GIVEN TEXT:

Washington, Fri, 17 Feb 2012 ANI

Washington, Feb 17 (ANI): Researchers have developed a programmable, wirelessly controlled microchip to administer daily doses of an osteoporosis drug normally given by injection.

 

The results represent the first successful test of such a device and could help usher in a new era of telemedicine - delivering health care over a distance, Langer says.

 

"You could literally have a pharmacy on a chip," said Robert Langer, the David H. Koch Institute Professor at MIT.

 

"You can do remote control delivery, you can do pulsatile drug delivery, and you can deliver multiple drugs."

 

In the new study, funded and overseen by MicroCHIPS, scientists used the programmable implants to deliver an osteoporosis drug called teriparatide to seven women aged 65 to 70.

 

The study found that the device delivered dosages comparable to injections, and there were no adverse side effects.

 

These programmable chips could dramatically change treatment not only for osteoporosis, but also for many other diseases, including cancer and multiple sclerosis.

 

"Patients with chronic diseases, regular pain-management needs or other conditions that require frequent or daily injections could benefit from this technology," said Robert Farra, president and chief operating officer at MicroCHIPS and lead author of the paper.

 

"Compliance is very important in a lot of drug regimens, and it can be very difficult to get patients to accept a drug regimen where they have to give themselves injections," said Cima, the David H. Koch Professor of Engineering at MIT.

 

"This avoids the compliance issue completely, and points to a future where you have fully automated drug regimens."

SET OF TASKS:
1. Copy out the passage of the microchip article word for word, starting with "Washington, Feb 17" and going on through "given by injection.".
2. Using the microchip article, answer these questions:
(a) What drug did the implants deliver in the new study?
(b) How many women received the implants, and how old were they?
(c) What positions does Robert Farra hold?
The lines after this article are separate material that does not belong to it.

AVAILABLE DATA:
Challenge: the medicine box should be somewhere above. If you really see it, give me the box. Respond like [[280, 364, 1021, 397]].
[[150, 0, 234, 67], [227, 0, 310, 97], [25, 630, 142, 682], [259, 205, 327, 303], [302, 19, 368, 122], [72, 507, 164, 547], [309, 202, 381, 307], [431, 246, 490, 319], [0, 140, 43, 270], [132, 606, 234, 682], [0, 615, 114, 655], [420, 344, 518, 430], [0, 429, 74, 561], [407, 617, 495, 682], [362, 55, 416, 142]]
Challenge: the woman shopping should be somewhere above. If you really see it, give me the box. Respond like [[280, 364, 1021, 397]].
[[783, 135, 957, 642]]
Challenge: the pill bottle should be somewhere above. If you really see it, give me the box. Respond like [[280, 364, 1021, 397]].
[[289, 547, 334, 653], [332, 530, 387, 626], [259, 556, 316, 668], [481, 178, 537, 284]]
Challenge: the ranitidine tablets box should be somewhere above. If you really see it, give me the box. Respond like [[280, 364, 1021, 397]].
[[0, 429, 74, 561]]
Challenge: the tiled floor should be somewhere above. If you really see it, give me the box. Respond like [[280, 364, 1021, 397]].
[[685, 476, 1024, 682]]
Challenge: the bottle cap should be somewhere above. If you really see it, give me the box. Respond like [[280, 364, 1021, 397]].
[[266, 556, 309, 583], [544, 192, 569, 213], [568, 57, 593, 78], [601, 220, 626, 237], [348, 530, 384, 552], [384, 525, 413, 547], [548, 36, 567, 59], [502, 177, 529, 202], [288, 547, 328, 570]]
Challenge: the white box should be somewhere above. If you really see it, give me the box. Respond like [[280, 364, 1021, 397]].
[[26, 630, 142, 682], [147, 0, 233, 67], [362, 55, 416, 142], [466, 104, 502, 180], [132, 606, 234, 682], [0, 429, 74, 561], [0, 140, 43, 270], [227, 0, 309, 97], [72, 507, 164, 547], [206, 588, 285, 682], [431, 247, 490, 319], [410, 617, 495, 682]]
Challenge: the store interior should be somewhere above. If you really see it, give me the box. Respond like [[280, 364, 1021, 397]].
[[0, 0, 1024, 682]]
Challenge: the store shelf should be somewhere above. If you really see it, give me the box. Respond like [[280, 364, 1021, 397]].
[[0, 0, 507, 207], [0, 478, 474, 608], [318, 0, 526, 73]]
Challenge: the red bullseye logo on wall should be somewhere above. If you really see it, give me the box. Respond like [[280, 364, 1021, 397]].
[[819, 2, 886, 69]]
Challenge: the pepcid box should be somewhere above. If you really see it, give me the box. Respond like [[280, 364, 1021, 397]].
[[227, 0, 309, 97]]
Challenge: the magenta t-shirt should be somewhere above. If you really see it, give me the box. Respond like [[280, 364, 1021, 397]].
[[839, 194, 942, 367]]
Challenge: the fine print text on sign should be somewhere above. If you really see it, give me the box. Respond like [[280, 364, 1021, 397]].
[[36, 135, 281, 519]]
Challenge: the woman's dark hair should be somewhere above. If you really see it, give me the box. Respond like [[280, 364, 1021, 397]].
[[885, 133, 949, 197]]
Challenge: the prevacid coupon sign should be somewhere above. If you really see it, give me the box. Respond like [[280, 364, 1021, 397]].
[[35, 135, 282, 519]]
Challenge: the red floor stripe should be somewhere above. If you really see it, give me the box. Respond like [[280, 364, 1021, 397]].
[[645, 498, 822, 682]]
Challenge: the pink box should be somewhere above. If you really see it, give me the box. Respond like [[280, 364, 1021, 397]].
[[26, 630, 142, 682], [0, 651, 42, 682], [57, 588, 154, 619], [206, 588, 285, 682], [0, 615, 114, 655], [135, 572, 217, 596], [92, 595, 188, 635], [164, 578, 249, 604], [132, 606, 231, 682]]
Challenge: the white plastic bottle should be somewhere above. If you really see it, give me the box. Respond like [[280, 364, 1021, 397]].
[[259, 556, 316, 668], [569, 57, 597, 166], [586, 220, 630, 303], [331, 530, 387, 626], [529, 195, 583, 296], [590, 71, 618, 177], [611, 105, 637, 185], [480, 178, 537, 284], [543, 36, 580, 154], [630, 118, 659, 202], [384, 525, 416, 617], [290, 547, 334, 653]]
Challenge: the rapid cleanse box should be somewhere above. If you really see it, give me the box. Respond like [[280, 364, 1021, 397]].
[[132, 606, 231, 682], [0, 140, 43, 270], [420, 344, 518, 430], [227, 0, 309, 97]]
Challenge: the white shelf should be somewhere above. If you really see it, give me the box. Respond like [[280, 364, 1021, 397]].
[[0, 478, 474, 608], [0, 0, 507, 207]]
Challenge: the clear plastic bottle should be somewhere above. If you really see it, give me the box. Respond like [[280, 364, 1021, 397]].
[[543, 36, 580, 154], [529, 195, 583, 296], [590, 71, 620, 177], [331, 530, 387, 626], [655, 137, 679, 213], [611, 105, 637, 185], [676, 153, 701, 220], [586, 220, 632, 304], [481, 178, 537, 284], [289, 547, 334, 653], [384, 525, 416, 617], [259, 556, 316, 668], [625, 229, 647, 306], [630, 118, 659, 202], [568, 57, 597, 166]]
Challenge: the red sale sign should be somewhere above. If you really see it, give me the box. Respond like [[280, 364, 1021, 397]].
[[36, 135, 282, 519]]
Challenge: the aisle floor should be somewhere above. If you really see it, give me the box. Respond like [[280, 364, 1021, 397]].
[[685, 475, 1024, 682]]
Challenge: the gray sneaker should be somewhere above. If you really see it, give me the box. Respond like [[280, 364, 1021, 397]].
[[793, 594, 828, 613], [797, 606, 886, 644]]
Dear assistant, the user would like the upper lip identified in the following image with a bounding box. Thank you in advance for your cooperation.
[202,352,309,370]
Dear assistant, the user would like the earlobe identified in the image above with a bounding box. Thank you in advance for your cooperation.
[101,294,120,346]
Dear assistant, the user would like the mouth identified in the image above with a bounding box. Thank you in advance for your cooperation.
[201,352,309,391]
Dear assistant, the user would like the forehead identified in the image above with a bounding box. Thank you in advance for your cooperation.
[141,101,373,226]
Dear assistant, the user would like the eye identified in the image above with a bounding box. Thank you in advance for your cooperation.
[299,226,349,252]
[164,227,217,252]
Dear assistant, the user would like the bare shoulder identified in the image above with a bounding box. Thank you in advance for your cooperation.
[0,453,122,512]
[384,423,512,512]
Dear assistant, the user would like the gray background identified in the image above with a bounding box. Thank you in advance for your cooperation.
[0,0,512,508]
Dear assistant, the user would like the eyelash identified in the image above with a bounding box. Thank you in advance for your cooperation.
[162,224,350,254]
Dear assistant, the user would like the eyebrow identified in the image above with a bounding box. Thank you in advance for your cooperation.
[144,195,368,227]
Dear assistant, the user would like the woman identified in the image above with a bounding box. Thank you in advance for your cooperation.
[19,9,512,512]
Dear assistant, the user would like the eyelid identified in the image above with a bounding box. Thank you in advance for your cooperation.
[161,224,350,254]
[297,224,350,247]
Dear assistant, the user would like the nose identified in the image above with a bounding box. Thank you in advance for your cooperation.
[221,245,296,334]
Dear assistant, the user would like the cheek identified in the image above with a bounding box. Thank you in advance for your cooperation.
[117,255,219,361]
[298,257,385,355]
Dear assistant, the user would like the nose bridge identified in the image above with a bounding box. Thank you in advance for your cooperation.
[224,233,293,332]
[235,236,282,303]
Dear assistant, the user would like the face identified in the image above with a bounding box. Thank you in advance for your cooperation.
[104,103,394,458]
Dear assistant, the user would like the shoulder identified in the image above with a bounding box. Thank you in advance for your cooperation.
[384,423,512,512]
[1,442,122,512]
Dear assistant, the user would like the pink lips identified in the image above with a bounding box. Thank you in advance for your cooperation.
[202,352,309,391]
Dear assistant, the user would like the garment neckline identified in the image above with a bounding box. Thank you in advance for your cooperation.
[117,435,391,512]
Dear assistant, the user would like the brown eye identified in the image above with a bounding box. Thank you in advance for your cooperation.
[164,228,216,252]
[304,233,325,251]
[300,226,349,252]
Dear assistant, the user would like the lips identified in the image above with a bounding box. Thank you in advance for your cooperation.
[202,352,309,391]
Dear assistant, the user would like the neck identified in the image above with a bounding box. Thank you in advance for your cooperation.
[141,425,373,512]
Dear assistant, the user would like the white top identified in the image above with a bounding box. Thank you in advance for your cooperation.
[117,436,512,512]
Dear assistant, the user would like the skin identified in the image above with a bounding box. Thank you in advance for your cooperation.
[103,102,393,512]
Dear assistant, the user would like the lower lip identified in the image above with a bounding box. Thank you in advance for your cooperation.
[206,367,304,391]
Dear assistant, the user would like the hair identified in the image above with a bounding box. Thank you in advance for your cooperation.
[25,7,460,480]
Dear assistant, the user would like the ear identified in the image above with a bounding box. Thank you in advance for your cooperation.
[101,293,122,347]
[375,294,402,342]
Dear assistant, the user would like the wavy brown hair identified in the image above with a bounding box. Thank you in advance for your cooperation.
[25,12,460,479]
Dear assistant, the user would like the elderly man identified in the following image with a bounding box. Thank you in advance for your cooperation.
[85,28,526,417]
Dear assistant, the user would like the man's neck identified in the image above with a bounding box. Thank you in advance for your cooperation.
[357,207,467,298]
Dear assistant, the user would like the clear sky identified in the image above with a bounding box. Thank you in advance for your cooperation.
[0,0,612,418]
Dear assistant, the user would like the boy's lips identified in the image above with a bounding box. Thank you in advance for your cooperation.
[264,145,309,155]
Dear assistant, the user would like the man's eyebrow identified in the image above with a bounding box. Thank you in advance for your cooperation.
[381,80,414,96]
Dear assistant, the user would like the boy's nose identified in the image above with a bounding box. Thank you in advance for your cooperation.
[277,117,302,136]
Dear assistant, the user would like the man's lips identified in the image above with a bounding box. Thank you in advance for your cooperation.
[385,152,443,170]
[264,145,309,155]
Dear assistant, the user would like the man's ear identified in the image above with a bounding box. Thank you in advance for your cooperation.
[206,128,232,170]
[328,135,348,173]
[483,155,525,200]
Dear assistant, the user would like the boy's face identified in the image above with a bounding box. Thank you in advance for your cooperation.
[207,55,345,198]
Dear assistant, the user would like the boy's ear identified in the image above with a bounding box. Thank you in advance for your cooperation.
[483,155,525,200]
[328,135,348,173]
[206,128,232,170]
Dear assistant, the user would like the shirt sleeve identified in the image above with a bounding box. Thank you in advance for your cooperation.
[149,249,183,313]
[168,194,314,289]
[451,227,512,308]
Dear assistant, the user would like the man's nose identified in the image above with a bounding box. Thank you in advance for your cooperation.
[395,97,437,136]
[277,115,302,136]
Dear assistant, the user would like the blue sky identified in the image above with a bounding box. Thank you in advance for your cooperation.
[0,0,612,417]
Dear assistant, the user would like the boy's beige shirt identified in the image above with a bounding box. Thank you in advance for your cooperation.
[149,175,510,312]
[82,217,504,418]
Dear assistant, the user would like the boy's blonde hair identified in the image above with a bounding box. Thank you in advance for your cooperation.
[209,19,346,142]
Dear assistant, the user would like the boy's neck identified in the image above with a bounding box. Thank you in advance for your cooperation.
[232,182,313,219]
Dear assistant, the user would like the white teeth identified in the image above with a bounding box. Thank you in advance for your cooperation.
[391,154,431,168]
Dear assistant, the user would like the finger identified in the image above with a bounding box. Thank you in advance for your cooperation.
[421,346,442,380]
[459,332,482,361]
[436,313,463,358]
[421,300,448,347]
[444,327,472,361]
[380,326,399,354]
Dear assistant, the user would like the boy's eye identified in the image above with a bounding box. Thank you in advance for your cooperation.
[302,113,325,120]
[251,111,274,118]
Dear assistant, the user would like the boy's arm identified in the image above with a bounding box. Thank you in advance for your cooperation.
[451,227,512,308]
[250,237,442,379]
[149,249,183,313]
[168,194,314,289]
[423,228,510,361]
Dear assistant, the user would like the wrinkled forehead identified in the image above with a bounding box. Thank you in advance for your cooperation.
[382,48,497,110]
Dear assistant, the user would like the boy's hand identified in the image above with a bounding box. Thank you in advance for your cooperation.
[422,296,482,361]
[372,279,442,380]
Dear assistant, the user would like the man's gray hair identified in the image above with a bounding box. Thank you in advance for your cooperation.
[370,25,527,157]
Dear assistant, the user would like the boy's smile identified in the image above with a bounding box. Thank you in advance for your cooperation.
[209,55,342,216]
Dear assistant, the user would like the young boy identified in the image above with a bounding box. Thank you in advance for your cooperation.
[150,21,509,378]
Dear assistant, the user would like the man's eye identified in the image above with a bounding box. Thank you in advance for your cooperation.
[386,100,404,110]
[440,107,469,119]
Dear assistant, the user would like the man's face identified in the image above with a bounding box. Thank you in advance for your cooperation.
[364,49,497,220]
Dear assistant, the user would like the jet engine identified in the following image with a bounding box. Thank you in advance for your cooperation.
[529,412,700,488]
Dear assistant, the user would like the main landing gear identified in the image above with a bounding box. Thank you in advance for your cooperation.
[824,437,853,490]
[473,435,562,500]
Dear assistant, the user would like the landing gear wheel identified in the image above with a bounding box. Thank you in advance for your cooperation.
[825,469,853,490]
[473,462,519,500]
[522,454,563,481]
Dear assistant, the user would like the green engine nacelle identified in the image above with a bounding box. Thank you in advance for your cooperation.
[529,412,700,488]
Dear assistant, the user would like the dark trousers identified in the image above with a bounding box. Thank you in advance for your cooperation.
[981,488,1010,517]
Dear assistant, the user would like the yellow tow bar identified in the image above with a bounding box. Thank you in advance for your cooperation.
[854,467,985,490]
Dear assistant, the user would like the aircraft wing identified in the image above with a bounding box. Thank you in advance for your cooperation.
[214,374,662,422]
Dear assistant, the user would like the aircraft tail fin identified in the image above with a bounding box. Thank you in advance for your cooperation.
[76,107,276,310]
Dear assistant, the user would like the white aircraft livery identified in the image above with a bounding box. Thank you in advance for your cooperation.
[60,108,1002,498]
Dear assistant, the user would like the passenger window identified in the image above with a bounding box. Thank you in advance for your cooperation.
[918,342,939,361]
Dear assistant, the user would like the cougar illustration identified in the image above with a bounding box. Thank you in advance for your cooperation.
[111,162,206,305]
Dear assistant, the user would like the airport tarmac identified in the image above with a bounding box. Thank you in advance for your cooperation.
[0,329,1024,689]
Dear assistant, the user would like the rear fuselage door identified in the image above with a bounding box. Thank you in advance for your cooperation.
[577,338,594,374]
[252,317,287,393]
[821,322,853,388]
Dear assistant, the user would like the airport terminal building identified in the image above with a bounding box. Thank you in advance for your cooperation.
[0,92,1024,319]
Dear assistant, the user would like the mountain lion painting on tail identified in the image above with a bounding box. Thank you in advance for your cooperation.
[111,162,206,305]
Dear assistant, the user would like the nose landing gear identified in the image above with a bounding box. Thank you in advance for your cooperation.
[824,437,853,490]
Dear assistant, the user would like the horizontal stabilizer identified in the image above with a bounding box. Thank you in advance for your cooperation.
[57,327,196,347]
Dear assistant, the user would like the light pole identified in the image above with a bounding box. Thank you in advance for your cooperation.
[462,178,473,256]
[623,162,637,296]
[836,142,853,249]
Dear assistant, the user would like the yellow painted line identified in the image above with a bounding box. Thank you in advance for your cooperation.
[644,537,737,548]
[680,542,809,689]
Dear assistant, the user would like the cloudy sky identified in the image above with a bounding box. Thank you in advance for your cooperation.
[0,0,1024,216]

TASK-BY-TASK RESULTS:
1.
Washington, Feb 17 (ANI): Researchers have developed a programmable, wirelessly controlled microchip to administer daily doses of an osteoporosis drug normally given by injection.

2.
(a) Teriparatide, an osteoporosis drug.
(b) Seven women aged 65 to 70.
(c) He is president and chief operating officer at MicroCHIPS and lead author of the paper.